BRIEF A:
Count the lines in the records that contain the string "adidas", and reply with that number alone.

TEXT PROVIDED:
____________

The simplest aggregate doesn’t group at all: it collapses an entire table, scoped to one org, down to a single number. “How many invoices does this org have?” is count():

const [{ total }] = await db
  .select({ total: count() })
  .from(invoices)
  .where(eq(invoices.organizationId, orgId));

Three things are happening here, and you’ll return to each one throughout the lesson.

count() with no argument is SQL’s COUNT(*) , which counts rows. It’s an aggregate function . It arrives in TypeScript as a number: Postgres’ own count returns a bigint, but Drizzle casts it to a JS number for you, so you never see a string here. Hold on to that detail, because sum and avg behave differently, and that difference causes more wrong numbers than anything else in the lesson.

There’s no groupBy, so the whole filtered set collapses to exactly one row. That’s why the result is destructured with const [{ total }], the single-row idiom from the first lesson, pulling the one row out of the array.

____________

MATERIAL FOR THIS TASK:

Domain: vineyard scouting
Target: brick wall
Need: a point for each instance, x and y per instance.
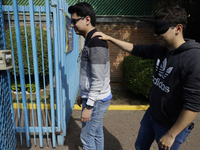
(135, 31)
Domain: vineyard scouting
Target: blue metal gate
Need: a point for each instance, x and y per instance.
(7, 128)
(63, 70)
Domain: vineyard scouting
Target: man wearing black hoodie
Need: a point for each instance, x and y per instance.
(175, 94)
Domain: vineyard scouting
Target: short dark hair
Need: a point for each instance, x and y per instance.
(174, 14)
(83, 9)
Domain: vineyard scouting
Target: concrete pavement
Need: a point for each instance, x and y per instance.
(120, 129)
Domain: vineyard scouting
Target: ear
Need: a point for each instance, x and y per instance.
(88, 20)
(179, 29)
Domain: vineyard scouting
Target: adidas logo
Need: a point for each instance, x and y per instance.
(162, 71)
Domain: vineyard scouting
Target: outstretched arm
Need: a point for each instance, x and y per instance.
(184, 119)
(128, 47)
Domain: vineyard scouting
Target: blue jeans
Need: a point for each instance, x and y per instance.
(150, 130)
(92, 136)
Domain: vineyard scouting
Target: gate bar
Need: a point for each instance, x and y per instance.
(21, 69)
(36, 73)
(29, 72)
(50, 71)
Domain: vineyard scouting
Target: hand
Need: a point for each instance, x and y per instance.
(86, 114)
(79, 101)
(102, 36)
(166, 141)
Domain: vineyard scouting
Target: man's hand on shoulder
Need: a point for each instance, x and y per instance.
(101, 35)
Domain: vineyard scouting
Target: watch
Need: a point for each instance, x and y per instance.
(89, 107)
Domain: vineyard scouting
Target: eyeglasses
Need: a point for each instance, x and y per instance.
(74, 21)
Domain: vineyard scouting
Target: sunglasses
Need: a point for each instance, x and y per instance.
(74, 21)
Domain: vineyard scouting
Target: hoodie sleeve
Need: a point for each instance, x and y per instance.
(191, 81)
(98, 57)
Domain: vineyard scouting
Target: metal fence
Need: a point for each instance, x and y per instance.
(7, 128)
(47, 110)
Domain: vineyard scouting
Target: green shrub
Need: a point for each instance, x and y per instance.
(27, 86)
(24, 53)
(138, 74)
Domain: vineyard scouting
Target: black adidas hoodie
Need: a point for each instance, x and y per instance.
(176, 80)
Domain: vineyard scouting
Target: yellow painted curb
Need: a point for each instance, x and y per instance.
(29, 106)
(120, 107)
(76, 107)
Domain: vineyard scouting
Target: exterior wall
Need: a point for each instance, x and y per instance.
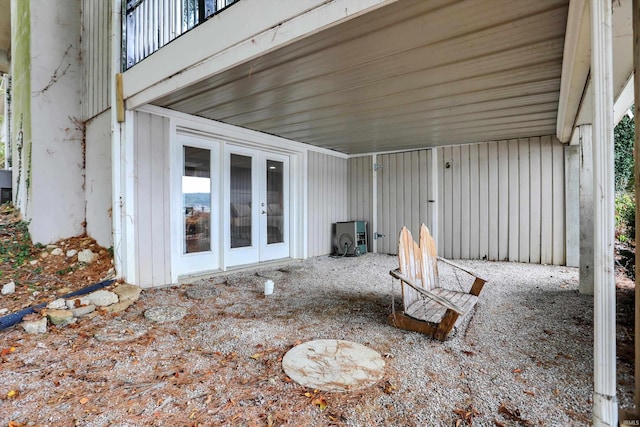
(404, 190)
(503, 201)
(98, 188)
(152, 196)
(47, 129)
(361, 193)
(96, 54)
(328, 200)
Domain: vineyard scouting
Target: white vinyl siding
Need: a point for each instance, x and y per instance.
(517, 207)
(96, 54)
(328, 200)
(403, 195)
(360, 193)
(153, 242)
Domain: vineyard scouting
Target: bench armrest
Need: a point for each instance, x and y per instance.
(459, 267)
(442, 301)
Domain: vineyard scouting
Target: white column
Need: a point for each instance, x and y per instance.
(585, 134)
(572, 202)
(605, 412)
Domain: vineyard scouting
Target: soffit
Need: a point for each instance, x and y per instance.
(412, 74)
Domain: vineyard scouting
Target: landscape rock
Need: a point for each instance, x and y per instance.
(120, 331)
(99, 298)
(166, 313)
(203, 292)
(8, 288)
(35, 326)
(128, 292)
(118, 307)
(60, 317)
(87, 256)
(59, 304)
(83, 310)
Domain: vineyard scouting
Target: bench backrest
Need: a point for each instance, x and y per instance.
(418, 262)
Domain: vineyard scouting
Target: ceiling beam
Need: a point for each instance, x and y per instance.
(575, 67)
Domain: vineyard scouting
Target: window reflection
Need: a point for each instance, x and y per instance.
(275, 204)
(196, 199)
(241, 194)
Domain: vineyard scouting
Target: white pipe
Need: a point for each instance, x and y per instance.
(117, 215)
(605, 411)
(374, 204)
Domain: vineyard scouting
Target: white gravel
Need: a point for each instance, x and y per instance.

____________

BRIEF B:
Pick up the passage on Drizzle's count() aggregate after its final sentence and keep writing it.

RESULT A:
2

RESULT B:
The projection still drives the type. You wrote { total: count() }, so the inferred result is { total: number }[]. The type follows the projection, exactly as it did for plain column selects: the aggregate just rides in the projection where a column used to.

count() is one of a small family. You’ll meet each one as the lesson needs it, but here’s the whole set in one place for reference:

Helper

SQL

Returns in TS

Note

count()

count(*)

number

every row

count(col)

number

rows where col is non-null

countDistinct(col)

count(distinct col)

number

distinct non-null values

sum(col)

string | null

numeric precision preserved

sumDistinct(col)

sum(distinct col)

string | null

avg(col)

string | null

min(col) / max(col)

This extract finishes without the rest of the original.